(Exercise details): Would you return all of this data exactly, leaving nothing out?

━━━━━ Material for this exercise ━━━━━

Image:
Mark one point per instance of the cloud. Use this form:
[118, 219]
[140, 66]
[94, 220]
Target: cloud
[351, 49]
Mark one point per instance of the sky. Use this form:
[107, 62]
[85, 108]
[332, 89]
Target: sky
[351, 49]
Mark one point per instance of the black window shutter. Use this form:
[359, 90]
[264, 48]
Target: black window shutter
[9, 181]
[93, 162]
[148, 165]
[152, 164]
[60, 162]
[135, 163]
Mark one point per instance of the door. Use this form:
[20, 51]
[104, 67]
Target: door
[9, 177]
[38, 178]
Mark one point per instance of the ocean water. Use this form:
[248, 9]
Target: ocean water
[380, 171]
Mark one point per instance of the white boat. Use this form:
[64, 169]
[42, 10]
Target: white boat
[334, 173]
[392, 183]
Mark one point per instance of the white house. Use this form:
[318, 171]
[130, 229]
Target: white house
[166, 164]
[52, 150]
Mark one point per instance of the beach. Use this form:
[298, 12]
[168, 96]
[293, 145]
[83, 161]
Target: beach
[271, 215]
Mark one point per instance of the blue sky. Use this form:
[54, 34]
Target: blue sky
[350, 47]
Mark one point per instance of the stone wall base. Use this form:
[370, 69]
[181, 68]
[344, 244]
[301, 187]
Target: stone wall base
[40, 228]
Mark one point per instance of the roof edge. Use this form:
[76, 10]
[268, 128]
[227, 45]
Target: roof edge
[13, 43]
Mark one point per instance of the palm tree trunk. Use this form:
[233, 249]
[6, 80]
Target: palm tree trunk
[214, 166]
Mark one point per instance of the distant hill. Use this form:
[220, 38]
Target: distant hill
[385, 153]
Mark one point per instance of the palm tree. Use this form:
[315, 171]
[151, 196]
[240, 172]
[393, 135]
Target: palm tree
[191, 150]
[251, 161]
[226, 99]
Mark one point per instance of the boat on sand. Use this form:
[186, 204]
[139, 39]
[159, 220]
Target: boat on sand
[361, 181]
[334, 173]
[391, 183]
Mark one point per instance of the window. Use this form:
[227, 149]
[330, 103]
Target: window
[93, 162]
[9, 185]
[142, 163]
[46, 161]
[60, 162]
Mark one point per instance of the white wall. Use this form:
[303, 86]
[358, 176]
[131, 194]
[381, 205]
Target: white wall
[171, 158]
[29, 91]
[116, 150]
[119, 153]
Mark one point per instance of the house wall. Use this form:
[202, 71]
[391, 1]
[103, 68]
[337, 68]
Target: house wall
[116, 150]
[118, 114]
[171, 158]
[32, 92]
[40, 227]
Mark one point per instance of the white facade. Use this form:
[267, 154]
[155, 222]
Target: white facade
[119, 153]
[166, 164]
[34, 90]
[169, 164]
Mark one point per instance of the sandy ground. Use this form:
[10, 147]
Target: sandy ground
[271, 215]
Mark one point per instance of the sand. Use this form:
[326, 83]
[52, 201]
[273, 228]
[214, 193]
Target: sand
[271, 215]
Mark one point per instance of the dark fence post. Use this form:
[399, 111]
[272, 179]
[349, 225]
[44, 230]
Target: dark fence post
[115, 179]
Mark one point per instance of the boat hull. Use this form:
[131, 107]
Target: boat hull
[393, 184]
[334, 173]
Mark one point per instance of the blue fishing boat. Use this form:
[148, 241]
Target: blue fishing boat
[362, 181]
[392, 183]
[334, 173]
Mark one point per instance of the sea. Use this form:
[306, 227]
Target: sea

━━━━━

(Full output):
Image:
Mark one point per instance of the cloud. Use this form:
[118, 219]
[140, 66]
[94, 220]
Target: cloud
[351, 49]
Mark one point per instance of the sky. Use this form:
[107, 62]
[85, 108]
[332, 89]
Target: sky
[351, 49]
Mark one point per instance of the black window shutter. Use this form:
[359, 90]
[264, 48]
Target: black window shutter
[9, 181]
[93, 162]
[148, 165]
[152, 164]
[60, 162]
[135, 163]
Mark one point per instance of the door. Use this form:
[20, 51]
[104, 67]
Target: door
[9, 177]
[38, 178]
Mark one point per instance of the ocean water. Use this form:
[248, 9]
Target: ocean water
[380, 171]
Mark one point per instance of the white boat. Use this form:
[64, 169]
[42, 10]
Target: white boat
[334, 173]
[392, 183]
Mark one point per instance of the white house. Use this form:
[318, 171]
[130, 229]
Target: white house
[166, 164]
[52, 150]
Mark one point per instance of the beach. Use this form:
[298, 12]
[168, 96]
[293, 145]
[83, 161]
Target: beach
[271, 215]
Mark one point per instance of the blue sky. Use this form:
[54, 34]
Target: blue sky
[350, 47]
Mark one point per instance of the stone wall base. Use this form:
[370, 69]
[181, 68]
[344, 244]
[301, 187]
Target: stone wall base
[40, 228]
Mark one point per instance of the roof edge. Use this form:
[76, 10]
[268, 128]
[227, 45]
Target: roof edge
[13, 43]
Mark one point per instance of the palm tree trunk. Use this form:
[233, 249]
[6, 80]
Target: palm tree trunk
[214, 166]
Mark one point per instance of the distant hill. Use this form:
[220, 38]
Target: distant hill
[385, 153]
Mark one point per instance of the palm tree. Use this form:
[315, 171]
[151, 196]
[240, 172]
[393, 135]
Target: palm tree
[191, 150]
[251, 161]
[226, 99]
Mark one point per instance of the boat on sand. Use this form:
[186, 204]
[139, 39]
[159, 220]
Target: boat on sand
[361, 181]
[334, 173]
[391, 183]
Mark one point per instance of the window. Use this form:
[227, 149]
[330, 103]
Target: window
[93, 162]
[9, 185]
[142, 163]
[46, 161]
[60, 162]
Mark one point per instance of the white wall. Use this form:
[303, 86]
[358, 176]
[131, 194]
[381, 205]
Target: white wall
[171, 158]
[29, 91]
[116, 150]
[119, 153]
Mark one point per instance of the house wall. Use this form:
[202, 71]
[391, 1]
[103, 68]
[337, 68]
Target: house wall
[116, 150]
[118, 114]
[171, 158]
[32, 92]
[40, 227]
Mark one point per instance of the white facade. Use this form:
[267, 154]
[155, 222]
Target: white facade
[119, 153]
[166, 164]
[34, 90]
[169, 164]
Mark one point per instance of the sandy ground. Use this form:
[10, 147]
Target: sandy ground
[271, 215]
Mark one point per instance of the sand. Use this form:
[326, 83]
[52, 201]
[273, 228]
[214, 193]
Target: sand
[271, 215]
Mark one point per instance of the dark fence post. Use this form:
[399, 111]
[272, 179]
[349, 225]
[44, 230]
Target: dark fence post
[115, 179]
Mark one point per instance of the boat hull. Use this form:
[131, 107]
Target: boat hull
[393, 184]
[334, 173]
Mark one point per instance of the blue fishing boat. Use this form:
[148, 241]
Target: blue fishing boat
[362, 181]
[392, 183]
[334, 173]
Mark one point per instance of the sea. Use this form:
[306, 227]
Target: sea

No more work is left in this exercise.